• DIRECTIONS: Rewrite the lines below as a JSON list of strings, with one string for each line and any blank lines left out.

A run of records
[Start]

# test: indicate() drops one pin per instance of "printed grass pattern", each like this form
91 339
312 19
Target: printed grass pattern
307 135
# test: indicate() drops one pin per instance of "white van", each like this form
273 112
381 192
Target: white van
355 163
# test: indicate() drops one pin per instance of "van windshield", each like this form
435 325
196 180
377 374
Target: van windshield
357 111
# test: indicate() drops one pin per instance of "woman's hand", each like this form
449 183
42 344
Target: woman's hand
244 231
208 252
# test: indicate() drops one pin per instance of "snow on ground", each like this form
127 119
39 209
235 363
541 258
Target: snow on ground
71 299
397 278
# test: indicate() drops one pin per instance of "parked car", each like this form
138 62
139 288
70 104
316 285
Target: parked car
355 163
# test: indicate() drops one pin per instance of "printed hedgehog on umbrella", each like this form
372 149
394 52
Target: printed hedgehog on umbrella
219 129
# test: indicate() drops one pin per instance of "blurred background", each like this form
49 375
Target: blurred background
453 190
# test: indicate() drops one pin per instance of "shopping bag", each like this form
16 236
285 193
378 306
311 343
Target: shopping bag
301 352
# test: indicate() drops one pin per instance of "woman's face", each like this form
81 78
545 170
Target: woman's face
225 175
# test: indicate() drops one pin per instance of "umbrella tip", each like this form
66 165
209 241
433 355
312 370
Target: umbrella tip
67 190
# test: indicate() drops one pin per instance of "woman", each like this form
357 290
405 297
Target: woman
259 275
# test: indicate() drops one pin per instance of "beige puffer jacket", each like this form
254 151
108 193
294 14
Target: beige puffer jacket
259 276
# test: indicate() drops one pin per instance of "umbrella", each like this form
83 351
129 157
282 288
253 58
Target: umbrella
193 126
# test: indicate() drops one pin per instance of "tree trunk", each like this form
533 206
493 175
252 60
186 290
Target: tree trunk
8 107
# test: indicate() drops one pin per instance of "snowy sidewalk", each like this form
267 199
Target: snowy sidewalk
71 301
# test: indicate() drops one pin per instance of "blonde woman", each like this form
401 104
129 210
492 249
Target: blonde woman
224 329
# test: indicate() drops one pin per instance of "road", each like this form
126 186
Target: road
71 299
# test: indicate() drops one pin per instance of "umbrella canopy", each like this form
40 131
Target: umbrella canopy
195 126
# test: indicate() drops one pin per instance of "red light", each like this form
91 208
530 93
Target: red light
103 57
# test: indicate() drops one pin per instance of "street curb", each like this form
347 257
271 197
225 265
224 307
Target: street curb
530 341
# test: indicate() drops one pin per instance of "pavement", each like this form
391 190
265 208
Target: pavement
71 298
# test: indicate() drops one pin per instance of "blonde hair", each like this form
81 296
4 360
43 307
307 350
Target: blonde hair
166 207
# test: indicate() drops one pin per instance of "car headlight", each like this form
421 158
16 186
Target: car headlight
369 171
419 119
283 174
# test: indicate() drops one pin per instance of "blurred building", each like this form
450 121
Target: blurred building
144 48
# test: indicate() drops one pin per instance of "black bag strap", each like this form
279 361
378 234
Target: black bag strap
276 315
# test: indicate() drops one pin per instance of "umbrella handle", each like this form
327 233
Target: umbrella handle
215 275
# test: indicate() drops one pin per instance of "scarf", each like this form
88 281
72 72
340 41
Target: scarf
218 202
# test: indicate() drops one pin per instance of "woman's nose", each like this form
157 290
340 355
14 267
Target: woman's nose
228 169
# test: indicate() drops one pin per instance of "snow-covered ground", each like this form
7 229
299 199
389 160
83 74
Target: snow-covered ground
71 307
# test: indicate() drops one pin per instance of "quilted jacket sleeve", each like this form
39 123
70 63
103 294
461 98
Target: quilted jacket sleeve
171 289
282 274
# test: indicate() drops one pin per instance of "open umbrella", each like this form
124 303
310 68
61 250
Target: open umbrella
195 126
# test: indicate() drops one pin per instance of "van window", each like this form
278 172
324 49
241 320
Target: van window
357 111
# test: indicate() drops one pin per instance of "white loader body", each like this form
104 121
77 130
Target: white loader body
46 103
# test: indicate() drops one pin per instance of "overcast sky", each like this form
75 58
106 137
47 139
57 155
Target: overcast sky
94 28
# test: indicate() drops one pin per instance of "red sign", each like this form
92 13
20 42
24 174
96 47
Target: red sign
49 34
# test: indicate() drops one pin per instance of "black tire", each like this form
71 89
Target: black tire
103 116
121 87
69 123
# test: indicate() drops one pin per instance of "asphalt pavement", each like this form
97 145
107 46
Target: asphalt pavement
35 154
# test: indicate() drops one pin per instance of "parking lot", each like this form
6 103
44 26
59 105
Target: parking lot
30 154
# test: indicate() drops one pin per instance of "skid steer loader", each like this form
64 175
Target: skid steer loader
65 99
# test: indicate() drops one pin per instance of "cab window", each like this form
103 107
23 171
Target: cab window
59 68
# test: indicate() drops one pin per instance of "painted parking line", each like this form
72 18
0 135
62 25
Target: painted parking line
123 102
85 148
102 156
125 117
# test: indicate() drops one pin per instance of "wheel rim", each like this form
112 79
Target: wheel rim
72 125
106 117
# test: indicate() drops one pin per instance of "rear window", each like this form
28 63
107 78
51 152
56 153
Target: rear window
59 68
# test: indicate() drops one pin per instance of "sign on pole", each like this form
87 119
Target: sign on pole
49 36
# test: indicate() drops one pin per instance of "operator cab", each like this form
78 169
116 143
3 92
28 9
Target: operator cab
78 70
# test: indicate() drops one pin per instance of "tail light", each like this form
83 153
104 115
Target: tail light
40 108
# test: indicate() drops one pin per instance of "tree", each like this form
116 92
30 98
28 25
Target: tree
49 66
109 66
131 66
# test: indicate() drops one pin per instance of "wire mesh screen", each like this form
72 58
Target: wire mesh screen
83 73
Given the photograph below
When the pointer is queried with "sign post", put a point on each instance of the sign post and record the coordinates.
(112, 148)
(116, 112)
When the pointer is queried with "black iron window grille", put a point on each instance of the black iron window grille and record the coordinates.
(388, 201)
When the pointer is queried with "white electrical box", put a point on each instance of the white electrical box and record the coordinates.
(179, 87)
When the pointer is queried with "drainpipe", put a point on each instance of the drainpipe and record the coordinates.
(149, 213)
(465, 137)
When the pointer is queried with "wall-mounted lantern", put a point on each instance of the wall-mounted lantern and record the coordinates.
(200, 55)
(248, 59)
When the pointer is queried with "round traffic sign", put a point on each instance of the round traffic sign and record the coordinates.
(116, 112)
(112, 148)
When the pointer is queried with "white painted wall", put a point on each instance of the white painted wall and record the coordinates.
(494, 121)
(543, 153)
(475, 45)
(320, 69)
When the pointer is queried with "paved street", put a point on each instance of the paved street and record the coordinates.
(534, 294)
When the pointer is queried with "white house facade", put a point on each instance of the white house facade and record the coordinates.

[End]

• RESULT OF THE EXERCISE:
[
  "# test: indicate() drops one pin per instance of \"printed grass pattern\", each like this form",
  "91 339",
  "312 19",
  "Target: printed grass pattern",
  "307 135",
  "# test: indicate() drops one pin per instance of \"white van\", each like this form",
  "273 112",
  "381 192",
  "Target: white van",
  "355 163",
  "# test: indicate() drops one pin per instance of \"van windshield\", each like this form",
  "435 325",
  "196 180",
  "377 374",
  "Target: van windshield",
  "357 111",
  "# test: indicate() drops one pin per instance of \"woman's hand\", each like this form",
  "449 183",
  "42 344",
  "Target: woman's hand",
  "244 231",
  "208 252",
  "# test: indicate() drops one pin per instance of \"snow on ground\", each like this form",
  "127 119",
  "39 209",
  "235 363",
  "541 258",
  "Target: snow on ground",
  "71 299",
  "397 278",
  "# test: indicate() drops one pin per instance of \"parked car\", each like this form",
  "138 62",
  "139 288",
  "70 104",
  "316 285",
  "Target: parked car",
  "355 163",
  "# test: indicate() drops one pin per instance of \"printed hedgehog on umbrella\", each like this form",
  "372 149",
  "394 52",
  "Target: printed hedgehog on umbrella",
  "219 129",
  "# test: indicate() drops one pin per instance of \"blurred background\", each like this form",
  "49 375",
  "Target: blurred background",
  "453 190",
  "# test: indicate() drops one pin per instance of \"shopping bag\", each like this form",
  "16 236",
  "285 193",
  "378 306",
  "311 343",
  "Target: shopping bag",
  "301 352",
  "# test: indicate() drops one pin per instance of \"woman's face\", each like this form",
  "81 78",
  "545 170",
  "Target: woman's face",
  "225 175",
  "# test: indicate() drops one pin per instance of \"umbrella tip\", each like this form",
  "66 165",
  "209 241",
  "433 355",
  "312 370",
  "Target: umbrella tip",
  "67 190",
  "# test: indicate() drops one pin per instance of \"woman\", each like this form",
  "357 290",
  "405 297",
  "Target: woman",
  "259 275",
  "# test: indicate() drops one pin per instance of \"beige puffer jacket\", each like this form",
  "254 151",
  "108 193",
  "294 14",
  "Target: beige puffer jacket",
  "259 276",
  "# test: indicate() drops one pin per instance of \"umbrella\", each like this form",
  "83 351",
  "129 157",
  "282 288",
  "253 58",
  "Target: umbrella",
  "193 126",
  "# test: indicate() drops one pin per instance of \"tree trunk\", each like this form",
  "533 206",
  "493 175",
  "252 60",
  "186 290",
  "Target: tree trunk",
  "8 107",
  "# test: indicate() drops one pin per instance of \"snowy sidewalk\", each like this form",
  "267 199",
  "Target: snowy sidewalk",
  "71 301",
  "# test: indicate() drops one pin per instance of \"blonde woman\", each like this form",
  "401 104",
  "129 210",
  "492 249",
  "Target: blonde woman",
  "224 329",
  "# test: indicate() drops one pin per instance of \"road\", each like this form",
  "126 186",
  "Target: road",
  "71 299",
  "# test: indicate() drops one pin per instance of \"umbrella canopy\", each like this form",
  "40 131",
  "Target: umbrella canopy",
  "195 126",
  "# test: indicate() drops one pin per instance of \"red light\", each like this form",
  "91 208",
  "530 93",
  "Target: red light",
  "103 57",
  "# test: indicate() drops one pin per instance of \"street curb\", each like this form",
  "347 257",
  "271 197",
  "225 265",
  "224 307",
  "Target: street curb",
  "530 341",
  "# test: indicate() drops one pin per instance of \"pavement\", each like this form",
  "391 190",
  "265 208",
  "Target: pavement",
  "71 298",
  "# test: indicate() drops one pin per instance of \"blonde hair\", each like this form",
  "81 296",
  "4 360",
  "43 307",
  "307 350",
  "Target: blonde hair",
  "166 207",
  "# test: indicate() drops one pin per instance of \"car headlight\", each like this form",
  "421 158",
  "16 186",
  "Target: car headlight",
  "369 171",
  "419 119",
  "283 174",
  "# test: indicate() drops one pin per instance of \"blurred building\", each like this form",
  "450 121",
  "Target: blurred building",
  "144 48",
  "# test: indicate() drops one pin per instance of \"black bag strap\", each like this form",
  "279 361",
  "378 234",
  "Target: black bag strap",
  "276 315",
  "# test: indicate() drops one pin per instance of \"umbrella handle\", each like this form",
  "327 233",
  "Target: umbrella handle",
  "215 275",
  "# test: indicate() drops one pin per instance of \"scarf\", each like this form",
  "88 281",
  "72 72",
  "340 41",
  "Target: scarf",
  "218 202",
  "# test: indicate() drops one pin per instance of \"woman's nose\", each like this form",
  "157 290",
  "340 355",
  "14 267",
  "Target: woman's nose",
  "228 169",
  "# test: indicate() drops one pin per instance of \"snow-covered ground\", each like this form",
  "7 229",
  "299 199",
  "389 160",
  "83 74",
  "Target: snow-covered ground",
  "71 307",
  "# test: indicate() drops one pin per instance of \"quilted jacket sleeve\", each like this form",
  "39 123",
  "70 63",
  "103 294",
  "461 98",
  "Target: quilted jacket sleeve",
  "171 289",
  "282 274",
  "# test: indicate() drops one pin per instance of \"open umbrella\", each like this form",
  "124 303",
  "310 68",
  "61 250",
  "Target: open umbrella",
  "195 126",
  "# test: indicate() drops one pin per instance of \"van window\", each like this form",
  "278 172",
  "324 49",
  "241 320",
  "Target: van window",
  "357 111",
  "# test: indicate() drops one pin per instance of \"white loader body\", each like this form",
  "104 121",
  "77 130",
  "Target: white loader body",
  "46 103",
  "# test: indicate() drops one pin per instance of \"overcast sky\", each like this form",
  "75 58",
  "106 137",
  "47 139",
  "57 155",
  "Target: overcast sky",
  "94 28",
  "# test: indicate() drops one pin per instance of \"red sign\", each like this form",
  "92 13",
  "20 42",
  "24 174",
  "96 47",
  "Target: red sign",
  "49 34",
  "# test: indicate() drops one pin per instance of \"black tire\", each like this form",
  "71 89",
  "Target: black tire",
  "103 116",
  "121 87",
  "69 123",
  "# test: indicate() drops one pin per instance of \"asphalt pavement\", each like this form",
  "97 145",
  "107 46",
  "Target: asphalt pavement",
  "35 154",
  "# test: indicate() drops one pin per instance of \"parking lot\", each like this form",
  "6 103",
  "44 26",
  "59 105",
  "Target: parking lot",
  "30 154",
  "# test: indicate() drops one pin per instance of \"skid steer loader\", each like this form",
  "64 175",
  "Target: skid steer loader",
  "65 99",
  "# test: indicate() drops one pin per instance of \"cab window\", each like this form",
  "103 107",
  "23 171",
  "Target: cab window",
  "59 68",
  "# test: indicate() drops one pin per instance of \"painted parking line\", each like this form",
  "72 18",
  "0 135",
  "62 25",
  "Target: painted parking line",
  "123 102",
  "85 148",
  "102 156",
  "125 117",
  "# test: indicate() drops one pin per instance of \"wheel rim\", each like this form",
  "112 79",
  "Target: wheel rim",
  "72 125",
  "106 117",
  "# test: indicate() drops one pin per instance of \"rear window\", each like this form",
  "28 63",
  "107 78",
  "51 152",
  "56 153",
  "Target: rear window",
  "59 68",
  "# test: indicate() drops one pin per instance of \"sign on pole\", each like this form",
  "87 119",
  "Target: sign on pole",
  "49 36",
  "# test: indicate() drops one pin per instance of \"operator cab\", each like this form",
  "78 169",
  "116 143",
  "3 92",
  "28 9",
  "Target: operator cab",
  "78 70",
  "# test: indicate() drops one pin per instance of \"tail light\", each like this form",
  "83 153",
  "104 115",
  "Target: tail light",
  "40 108",
  "# test: indicate() drops one pin per instance of \"tree\", each like this form",
  "116 92",
  "30 98",
  "28 25",
  "Target: tree",
  "49 66",
  "109 66",
  "131 66",
  "# test: indicate() drops one pin per instance of \"wire mesh screen\", each like this form",
  "72 58",
  "Target: wire mesh screen",
  "83 73",
  "Given the photograph below",
  "When the pointer is queried with \"sign post\", put a point on each instance of the sign post and record the coordinates.",
  "(112, 148)",
  "(116, 112)",
  "When the pointer is queried with \"black iron window grille\", put a point on each instance of the black iron window grille and record the coordinates.",
  "(388, 201)",
  "When the pointer is queried with \"white electrical box\", put a point on each instance of the white electrical box and record the coordinates.",
  "(179, 87)",
  "When the pointer is queried with \"drainpipe\", put a point on each instance of the drainpipe and record the coordinates.",
  "(149, 213)",
  "(465, 137)",
  "When the pointer is queried with \"wall-mounted lantern\", put a point on each instance of the wall-mounted lantern and record the coordinates.",
  "(200, 55)",
  "(248, 59)",
  "When the pointer is queried with \"round traffic sign\", put a point on each instance of the round traffic sign and record the coordinates.",
  "(116, 112)",
  "(112, 148)",
  "When the pointer is queried with \"white painted wall\", put a point on each instance of the white painted wall and record the coordinates.",
  "(494, 121)",
  "(543, 153)",
  "(475, 45)",
  "(320, 69)",
  "When the pointer is queried with \"paved street\", put a point on each instance of the paved street and record the coordinates.",
  "(534, 294)",
  "When the pointer is queried with \"white house facade\", put a point on each instance of the white house facade and record the coordinates."
]